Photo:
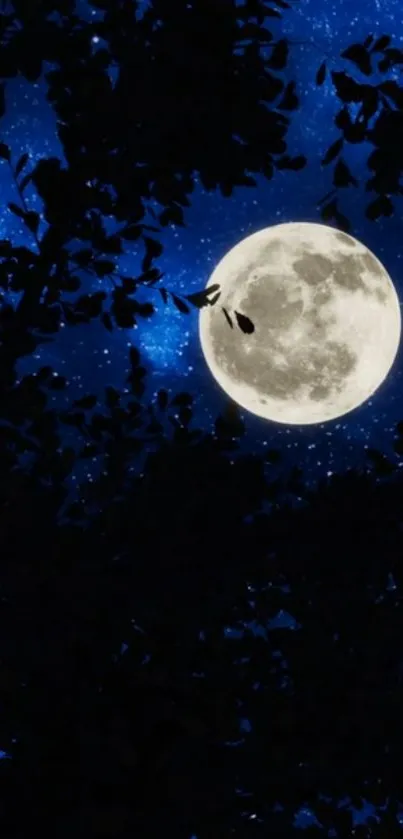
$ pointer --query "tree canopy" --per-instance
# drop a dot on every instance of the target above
(137, 698)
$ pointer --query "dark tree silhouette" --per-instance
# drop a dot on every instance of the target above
(126, 709)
++++
▸ What you will do:
Write every line of the listing above as a JSON list of strings, one string per line, with blank lines and the pictures omitted.

▸ Output of the exercise:
[
  "Photo:",
  "$ pointer --query \"tree canopy\" --per-instance",
  "# drop a dot on every instance of the target above",
  "(137, 698)",
  "$ pointer --query \"dark tree silhouette\" --per-instance",
  "# drop a dot on every instance of the target above",
  "(126, 709)"
]